* **TASK TO COMPLETE**
Copy every record below, exactly as written.

* **SUPPLIED RECORDS**

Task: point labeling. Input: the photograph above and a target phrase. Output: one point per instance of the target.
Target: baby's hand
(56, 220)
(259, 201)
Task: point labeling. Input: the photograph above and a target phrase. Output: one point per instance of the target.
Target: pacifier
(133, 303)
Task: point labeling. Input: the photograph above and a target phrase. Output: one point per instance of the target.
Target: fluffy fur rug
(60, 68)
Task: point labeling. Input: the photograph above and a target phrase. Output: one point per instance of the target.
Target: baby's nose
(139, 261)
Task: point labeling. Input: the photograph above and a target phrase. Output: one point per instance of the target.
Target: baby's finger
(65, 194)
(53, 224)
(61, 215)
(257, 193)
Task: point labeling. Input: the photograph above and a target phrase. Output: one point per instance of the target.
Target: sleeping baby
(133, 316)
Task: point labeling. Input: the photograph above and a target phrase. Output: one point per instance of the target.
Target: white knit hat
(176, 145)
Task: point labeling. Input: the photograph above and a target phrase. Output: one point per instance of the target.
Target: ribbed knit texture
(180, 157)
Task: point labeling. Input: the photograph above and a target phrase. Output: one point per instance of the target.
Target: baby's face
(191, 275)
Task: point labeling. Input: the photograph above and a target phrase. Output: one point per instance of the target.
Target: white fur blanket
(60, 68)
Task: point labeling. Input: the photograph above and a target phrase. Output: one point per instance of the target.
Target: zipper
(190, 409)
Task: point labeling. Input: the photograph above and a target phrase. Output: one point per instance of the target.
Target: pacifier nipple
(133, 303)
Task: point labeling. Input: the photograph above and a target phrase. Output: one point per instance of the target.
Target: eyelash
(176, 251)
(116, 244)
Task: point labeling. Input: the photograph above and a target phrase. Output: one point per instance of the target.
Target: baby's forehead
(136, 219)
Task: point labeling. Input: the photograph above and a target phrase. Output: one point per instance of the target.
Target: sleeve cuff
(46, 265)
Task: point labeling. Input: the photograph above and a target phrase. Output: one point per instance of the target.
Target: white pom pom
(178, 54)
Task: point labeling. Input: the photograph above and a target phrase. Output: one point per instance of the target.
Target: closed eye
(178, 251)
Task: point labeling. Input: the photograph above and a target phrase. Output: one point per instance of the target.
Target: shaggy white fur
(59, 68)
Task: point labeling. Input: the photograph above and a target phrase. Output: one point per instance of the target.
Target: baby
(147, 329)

* **SOLUTION**
Task: point labeling. Input: the photograph above and a target phrase. Output: one point per instance of the target.
Target: baby's hand
(56, 220)
(259, 201)
Task: point labeling. Input: the photograph above and a target phrase. Output: one point per instance of the target.
Target: pacifier
(133, 303)
Task: point labeling. Input: the photograph above and a target phrase. Output: one point per instance of the target.
Target: fluffy fur rug
(60, 68)
Task: point labeling. Input: the photograph above and a target phrase. Output: one point per instance of the target.
Target: baby's nose
(139, 261)
Task: point labeling. Input: the photograph above and a target phrase. Output: one point per instance of the target.
Target: baby's finger
(65, 194)
(53, 224)
(61, 215)
(257, 193)
Task: point labeling. Input: the photograph above and a target phrase. Output: one point per instance of the target.
Target: sleeping baby
(133, 316)
Task: point labeling. Input: the photograph above and a target phrase. Output: one point per instance of the target.
Target: white knit hat
(176, 145)
Task: point labeling. Input: the photograph above and a target phrase. Output: one point per instance of the target.
Target: ribbed knit texture
(180, 157)
Task: point labeling. Input: the photograph above and a target phrase. Output: one point per instance of the target.
Target: baby's face
(191, 275)
Task: point labeling. Input: the photograph above and a target phrase. Output: one point per instance of the target.
Target: white fur blanket
(60, 68)
Task: point labeling. Input: the photograph above and a target phrase. Output: one point per instance of the target.
Target: zipper
(190, 409)
Task: point labeling. Input: the photograph above and a target phrase. Output: one point per instance of the target.
Target: pacifier nipple
(133, 303)
Task: point labeling. Input: the photograph above and a target phrase. Output: one point per instance of the target.
Target: eyelash
(176, 251)
(116, 244)
Task: point labeling. Input: the photograph above and a target phrase. Output: one point per instance of the target.
Target: baby's forehead
(136, 219)
Task: point labeling. Input: the photograph above and a target phrase. Output: one point per instance of the target.
Target: sleeve cuff
(46, 265)
Task: point labeling. Input: the photograph above and a target phrase. Output: one point per instance of the target.
Target: white pom pom
(178, 54)
Task: point labeling. Input: the photograph above and a target phrase. Output: one point per instance of the target.
Target: closed eye
(178, 251)
Task: point labeling. Input: the photograph above and a target phrase. Output: one point per instance of the target.
Target: shaggy white fur
(59, 68)
Task: point labeling. Input: the photograph above and a target phrase. Output: one point per instance of the target.
Target: baby
(147, 329)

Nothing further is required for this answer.